[TASK BRIEF]: Output the listing below verbatim, starting at its first line and stopping after the line that contains "<point>319,715</point>", with both ends included. Omit the pictures.

+ + + + +

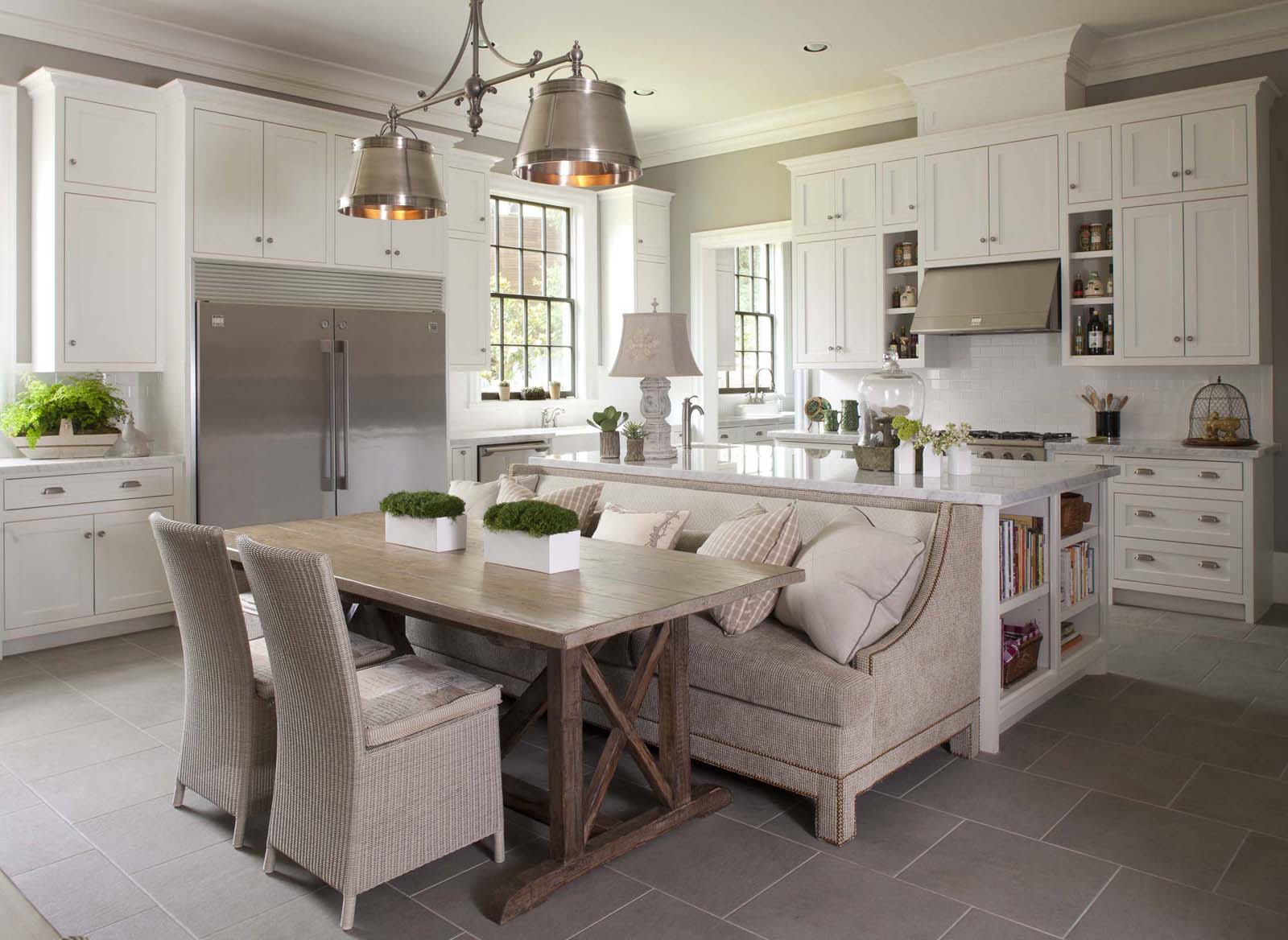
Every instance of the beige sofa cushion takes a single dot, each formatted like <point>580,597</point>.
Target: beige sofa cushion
<point>860,581</point>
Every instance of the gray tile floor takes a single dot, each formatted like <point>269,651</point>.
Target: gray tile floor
<point>1148,802</point>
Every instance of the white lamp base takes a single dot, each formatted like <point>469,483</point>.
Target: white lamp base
<point>654,406</point>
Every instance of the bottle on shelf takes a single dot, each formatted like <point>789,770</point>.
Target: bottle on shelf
<point>1095,334</point>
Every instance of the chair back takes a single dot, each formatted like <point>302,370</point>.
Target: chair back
<point>319,715</point>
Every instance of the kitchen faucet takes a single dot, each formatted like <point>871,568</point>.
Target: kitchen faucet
<point>687,427</point>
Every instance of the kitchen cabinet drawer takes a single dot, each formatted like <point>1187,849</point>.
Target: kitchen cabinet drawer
<point>1178,519</point>
<point>1204,568</point>
<point>60,491</point>
<point>1201,474</point>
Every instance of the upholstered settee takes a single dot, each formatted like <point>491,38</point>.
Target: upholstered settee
<point>766,703</point>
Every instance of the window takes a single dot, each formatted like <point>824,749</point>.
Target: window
<point>753,330</point>
<point>532,309</point>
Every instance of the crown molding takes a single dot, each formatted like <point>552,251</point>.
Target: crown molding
<point>87,27</point>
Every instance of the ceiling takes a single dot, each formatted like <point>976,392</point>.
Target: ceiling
<point>708,61</point>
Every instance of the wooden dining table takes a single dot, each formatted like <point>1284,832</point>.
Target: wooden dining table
<point>618,589</point>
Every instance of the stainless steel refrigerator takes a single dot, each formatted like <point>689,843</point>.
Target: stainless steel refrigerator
<point>307,411</point>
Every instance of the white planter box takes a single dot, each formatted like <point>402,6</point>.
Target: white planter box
<point>428,534</point>
<point>547,554</point>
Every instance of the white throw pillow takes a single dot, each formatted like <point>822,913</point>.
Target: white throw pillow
<point>860,581</point>
<point>480,497</point>
<point>638,527</point>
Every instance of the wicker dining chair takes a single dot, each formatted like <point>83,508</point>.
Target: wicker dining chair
<point>382,770</point>
<point>229,724</point>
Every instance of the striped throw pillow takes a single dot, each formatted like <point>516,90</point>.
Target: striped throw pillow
<point>580,500</point>
<point>753,534</point>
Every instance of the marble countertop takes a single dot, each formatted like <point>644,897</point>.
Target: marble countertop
<point>993,482</point>
<point>1163,448</point>
<point>21,467</point>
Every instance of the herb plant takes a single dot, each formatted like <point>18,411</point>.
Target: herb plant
<point>424,504</point>
<point>532,517</point>
<point>88,402</point>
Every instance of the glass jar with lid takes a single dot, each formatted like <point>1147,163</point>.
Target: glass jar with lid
<point>888,394</point>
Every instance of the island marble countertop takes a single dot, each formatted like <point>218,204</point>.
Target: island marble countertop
<point>992,483</point>
<point>1162,448</point>
<point>21,467</point>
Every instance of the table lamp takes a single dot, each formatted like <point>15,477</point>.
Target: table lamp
<point>654,347</point>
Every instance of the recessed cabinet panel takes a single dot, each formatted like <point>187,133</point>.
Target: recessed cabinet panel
<point>109,302</point>
<point>229,186</point>
<point>106,145</point>
<point>295,193</point>
<point>1092,165</point>
<point>48,571</point>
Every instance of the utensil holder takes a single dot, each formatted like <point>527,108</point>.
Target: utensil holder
<point>1109,424</point>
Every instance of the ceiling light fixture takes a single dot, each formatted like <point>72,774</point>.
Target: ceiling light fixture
<point>576,134</point>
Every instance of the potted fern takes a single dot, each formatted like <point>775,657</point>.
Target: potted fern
<point>609,422</point>
<point>74,418</point>
<point>427,521</point>
<point>532,534</point>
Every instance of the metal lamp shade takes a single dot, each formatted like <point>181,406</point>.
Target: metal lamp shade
<point>393,178</point>
<point>577,134</point>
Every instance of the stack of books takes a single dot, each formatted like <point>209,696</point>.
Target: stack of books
<point>1023,554</point>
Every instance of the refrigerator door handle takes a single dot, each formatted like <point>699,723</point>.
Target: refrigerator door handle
<point>341,472</point>
<point>328,349</point>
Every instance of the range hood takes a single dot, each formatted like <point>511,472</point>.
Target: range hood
<point>1013,298</point>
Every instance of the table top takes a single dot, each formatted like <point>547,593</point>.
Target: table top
<point>618,588</point>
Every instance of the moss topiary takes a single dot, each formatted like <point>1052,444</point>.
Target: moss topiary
<point>532,517</point>
<point>423,505</point>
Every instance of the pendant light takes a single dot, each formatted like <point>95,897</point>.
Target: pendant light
<point>576,134</point>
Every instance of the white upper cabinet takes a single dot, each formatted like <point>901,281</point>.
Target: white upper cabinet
<point>229,184</point>
<point>295,193</point>
<point>1092,178</point>
<point>1024,203</point>
<point>1215,148</point>
<point>956,219</point>
<point>1217,320</point>
<point>109,146</point>
<point>899,192</point>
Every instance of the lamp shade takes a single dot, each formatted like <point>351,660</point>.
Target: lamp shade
<point>654,345</point>
<point>577,134</point>
<point>392,177</point>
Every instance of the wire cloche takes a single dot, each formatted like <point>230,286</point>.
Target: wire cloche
<point>1219,418</point>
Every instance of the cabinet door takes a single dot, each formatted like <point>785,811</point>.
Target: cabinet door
<point>815,302</point>
<point>813,200</point>
<point>1215,148</point>
<point>366,242</point>
<point>467,200</point>
<point>420,244</point>
<point>858,320</point>
<point>899,192</point>
<point>469,313</point>
<point>1217,320</point>
<point>229,184</point>
<point>652,229</point>
<point>1024,199</point>
<point>295,193</point>
<point>128,571</point>
<point>109,281</point>
<point>856,197</point>
<point>1152,283</point>
<point>956,218</point>
<point>48,571</point>
<point>1152,158</point>
<point>106,145</point>
<point>1092,171</point>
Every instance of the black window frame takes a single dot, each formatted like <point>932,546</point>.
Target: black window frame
<point>499,348</point>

+ + + + +

[RESULT OF THE EXERCISE]:
Every instance of the beige sofa cushion takes a single dot, each formatted like <point>580,597</point>.
Target: beige sofa cushion
<point>860,581</point>
Every instance of the gray tile floor takes a single dot, each formatted like <point>269,651</point>.
Target: gray tile floor
<point>1148,802</point>
Every instance of the white lamp base takes a single dot, each formatted like <point>469,483</point>.
Target: white lamp base
<point>654,406</point>
Every instance of the bottle on shelf takes a single dot, each formatted like <point>789,770</point>.
Target: bottle on shelf
<point>1095,334</point>
Every instance of the chair back takes a single dot, each formatted like <point>302,370</point>.
Target: chair back
<point>319,715</point>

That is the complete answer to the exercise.